__EXERCISE REQUIREMENTS__: Reproduce the lines of the listing below without any changes, starting at the line that contains "Where can you see the surfboard" and ending with the last line of the listing, both included.

Labeled-object pointing entries
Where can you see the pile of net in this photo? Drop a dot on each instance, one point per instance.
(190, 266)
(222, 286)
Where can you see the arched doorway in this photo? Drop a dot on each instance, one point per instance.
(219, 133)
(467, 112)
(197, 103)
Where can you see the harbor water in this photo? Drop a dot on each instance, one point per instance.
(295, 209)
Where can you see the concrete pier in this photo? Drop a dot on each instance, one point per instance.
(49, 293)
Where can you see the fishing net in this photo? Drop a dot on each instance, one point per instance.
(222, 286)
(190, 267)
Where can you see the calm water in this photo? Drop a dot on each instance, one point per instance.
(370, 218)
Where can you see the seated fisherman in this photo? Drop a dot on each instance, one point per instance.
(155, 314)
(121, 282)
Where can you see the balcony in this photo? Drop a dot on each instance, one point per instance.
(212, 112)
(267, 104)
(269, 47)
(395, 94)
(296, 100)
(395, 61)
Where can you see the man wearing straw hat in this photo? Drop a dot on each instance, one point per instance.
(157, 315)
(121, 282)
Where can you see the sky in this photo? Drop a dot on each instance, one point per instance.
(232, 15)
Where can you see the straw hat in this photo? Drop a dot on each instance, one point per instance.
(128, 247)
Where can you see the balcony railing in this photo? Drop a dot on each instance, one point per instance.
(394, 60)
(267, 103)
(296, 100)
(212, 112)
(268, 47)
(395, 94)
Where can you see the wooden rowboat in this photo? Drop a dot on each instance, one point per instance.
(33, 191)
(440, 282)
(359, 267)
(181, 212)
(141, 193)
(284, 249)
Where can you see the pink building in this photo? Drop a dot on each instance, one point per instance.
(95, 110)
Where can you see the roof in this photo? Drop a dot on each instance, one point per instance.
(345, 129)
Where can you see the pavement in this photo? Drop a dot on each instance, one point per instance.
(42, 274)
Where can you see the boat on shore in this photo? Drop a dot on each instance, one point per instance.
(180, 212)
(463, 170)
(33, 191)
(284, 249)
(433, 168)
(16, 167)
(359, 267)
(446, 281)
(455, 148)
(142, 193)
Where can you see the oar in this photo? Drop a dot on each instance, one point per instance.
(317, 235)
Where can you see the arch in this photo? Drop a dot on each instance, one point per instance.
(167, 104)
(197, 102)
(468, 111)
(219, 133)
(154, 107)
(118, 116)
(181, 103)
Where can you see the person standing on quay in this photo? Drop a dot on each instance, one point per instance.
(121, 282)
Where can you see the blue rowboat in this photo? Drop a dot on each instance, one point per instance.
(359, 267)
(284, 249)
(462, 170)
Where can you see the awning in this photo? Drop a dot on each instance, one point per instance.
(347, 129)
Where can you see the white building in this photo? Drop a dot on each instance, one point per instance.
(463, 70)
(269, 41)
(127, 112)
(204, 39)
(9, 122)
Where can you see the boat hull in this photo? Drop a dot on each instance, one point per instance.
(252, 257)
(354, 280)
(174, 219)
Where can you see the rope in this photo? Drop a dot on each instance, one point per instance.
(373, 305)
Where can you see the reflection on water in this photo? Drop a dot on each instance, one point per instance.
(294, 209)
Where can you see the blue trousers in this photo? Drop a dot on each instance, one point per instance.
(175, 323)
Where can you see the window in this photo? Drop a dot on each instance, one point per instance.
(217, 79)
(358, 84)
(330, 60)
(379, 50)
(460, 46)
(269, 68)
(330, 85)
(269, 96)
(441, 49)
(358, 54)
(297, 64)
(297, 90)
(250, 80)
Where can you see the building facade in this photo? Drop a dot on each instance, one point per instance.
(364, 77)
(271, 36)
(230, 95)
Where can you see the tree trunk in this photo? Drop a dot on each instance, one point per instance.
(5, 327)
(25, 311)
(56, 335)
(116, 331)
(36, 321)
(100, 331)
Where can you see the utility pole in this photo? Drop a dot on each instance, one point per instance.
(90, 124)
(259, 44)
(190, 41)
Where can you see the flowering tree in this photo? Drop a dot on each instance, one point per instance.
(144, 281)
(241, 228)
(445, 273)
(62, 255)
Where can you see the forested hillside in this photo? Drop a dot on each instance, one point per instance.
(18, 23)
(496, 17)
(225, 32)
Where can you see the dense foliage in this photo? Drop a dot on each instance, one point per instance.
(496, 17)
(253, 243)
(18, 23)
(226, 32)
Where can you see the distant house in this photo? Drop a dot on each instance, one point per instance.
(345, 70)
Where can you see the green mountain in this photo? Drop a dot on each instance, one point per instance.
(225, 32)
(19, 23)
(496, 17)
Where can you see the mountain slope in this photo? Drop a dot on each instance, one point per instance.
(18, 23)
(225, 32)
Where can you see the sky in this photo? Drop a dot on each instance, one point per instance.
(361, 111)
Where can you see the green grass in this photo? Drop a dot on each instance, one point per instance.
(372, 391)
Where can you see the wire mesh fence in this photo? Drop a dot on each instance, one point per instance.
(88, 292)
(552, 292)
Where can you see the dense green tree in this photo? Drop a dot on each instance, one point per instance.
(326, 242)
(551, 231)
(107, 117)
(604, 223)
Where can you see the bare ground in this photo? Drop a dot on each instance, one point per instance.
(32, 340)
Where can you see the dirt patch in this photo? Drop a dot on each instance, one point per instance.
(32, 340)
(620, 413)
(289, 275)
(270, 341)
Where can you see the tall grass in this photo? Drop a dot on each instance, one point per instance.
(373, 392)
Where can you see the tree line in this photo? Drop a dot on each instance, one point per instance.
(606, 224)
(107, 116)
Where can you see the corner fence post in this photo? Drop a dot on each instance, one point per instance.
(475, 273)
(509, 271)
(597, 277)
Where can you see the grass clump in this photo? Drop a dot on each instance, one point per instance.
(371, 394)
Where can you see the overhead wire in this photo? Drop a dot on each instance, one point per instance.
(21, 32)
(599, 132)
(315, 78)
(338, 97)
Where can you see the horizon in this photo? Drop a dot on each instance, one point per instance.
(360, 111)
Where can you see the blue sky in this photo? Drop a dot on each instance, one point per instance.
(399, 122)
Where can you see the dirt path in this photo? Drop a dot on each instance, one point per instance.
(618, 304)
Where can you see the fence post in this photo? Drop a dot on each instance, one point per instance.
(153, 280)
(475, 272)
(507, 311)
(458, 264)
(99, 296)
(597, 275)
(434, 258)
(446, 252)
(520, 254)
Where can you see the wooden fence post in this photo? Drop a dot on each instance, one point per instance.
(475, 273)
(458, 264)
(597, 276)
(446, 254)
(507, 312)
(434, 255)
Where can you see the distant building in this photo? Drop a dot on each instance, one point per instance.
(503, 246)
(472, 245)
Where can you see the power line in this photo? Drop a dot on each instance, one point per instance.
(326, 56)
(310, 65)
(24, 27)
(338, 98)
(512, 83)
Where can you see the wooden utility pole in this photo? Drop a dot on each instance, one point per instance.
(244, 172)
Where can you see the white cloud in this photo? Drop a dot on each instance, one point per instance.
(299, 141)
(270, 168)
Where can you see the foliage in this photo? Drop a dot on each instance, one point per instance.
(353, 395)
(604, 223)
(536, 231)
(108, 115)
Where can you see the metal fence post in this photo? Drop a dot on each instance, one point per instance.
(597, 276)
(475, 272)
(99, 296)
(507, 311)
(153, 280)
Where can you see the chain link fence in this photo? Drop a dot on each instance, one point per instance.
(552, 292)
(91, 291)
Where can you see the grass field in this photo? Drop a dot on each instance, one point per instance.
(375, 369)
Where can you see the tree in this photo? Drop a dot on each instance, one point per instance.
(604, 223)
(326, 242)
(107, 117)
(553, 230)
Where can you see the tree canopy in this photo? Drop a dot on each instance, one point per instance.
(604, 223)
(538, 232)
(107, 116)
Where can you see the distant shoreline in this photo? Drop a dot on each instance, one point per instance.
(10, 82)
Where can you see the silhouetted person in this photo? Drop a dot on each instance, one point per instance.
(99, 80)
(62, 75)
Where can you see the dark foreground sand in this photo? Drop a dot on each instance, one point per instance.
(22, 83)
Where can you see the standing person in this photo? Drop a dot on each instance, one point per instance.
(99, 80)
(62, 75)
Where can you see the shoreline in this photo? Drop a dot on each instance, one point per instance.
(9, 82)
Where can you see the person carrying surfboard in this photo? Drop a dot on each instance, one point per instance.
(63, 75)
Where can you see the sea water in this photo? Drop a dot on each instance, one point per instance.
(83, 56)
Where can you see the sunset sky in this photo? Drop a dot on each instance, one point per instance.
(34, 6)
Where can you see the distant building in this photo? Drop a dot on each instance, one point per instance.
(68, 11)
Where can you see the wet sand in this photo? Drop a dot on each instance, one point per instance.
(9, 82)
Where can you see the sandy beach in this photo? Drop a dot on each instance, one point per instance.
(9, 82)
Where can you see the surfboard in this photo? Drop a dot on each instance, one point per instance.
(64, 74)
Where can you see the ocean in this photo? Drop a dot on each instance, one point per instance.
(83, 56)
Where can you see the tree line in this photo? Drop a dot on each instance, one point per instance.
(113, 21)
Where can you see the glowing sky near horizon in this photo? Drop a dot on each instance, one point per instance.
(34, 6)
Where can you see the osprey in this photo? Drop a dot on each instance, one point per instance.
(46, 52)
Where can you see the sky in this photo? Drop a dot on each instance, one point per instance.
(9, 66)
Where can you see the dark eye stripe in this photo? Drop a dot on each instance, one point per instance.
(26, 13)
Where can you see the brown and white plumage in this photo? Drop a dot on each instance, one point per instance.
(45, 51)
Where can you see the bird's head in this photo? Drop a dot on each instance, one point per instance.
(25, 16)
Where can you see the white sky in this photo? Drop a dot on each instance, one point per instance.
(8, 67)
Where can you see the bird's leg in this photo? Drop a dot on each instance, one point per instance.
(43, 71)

__EXERCISE OUTPUT__:
Where can you see the surfboard in this photo? Drop a dot on each instance, one point per instance.
(64, 74)
Where can you see the ocean in this photo? Drop a dot on each instance, one point per instance.
(83, 56)
Where can you see the tree line in this photo? Drop a dot on each instance, one point per instance.
(113, 21)
Where can you see the glowing sky near horizon in this photo? Drop a dot on each instance, one point per instance.
(34, 6)
Where can you see the osprey in this photo? Drop a dot on each instance, one point per instance.
(46, 52)
Where can you see the sky in this photo? Drop a dot on each instance, one point per instance.
(9, 66)
Where can you see the dark eye stripe in this photo? Drop a dot on each instance, one point per instance.
(26, 13)
Where can you see the brown and white plumage in this photo? Drop a dot on each instance, one point per instance.
(45, 51)
Where can you see the bird's head in this photo? Drop a dot on each instance, one point per instance.
(25, 16)
Where can you see the white sky in this photo? Drop a dot on each instance, one point per instance.
(8, 67)
Where can you see the bird's leg in this photo? Drop a dot on each instance, one point per instance.
(43, 71)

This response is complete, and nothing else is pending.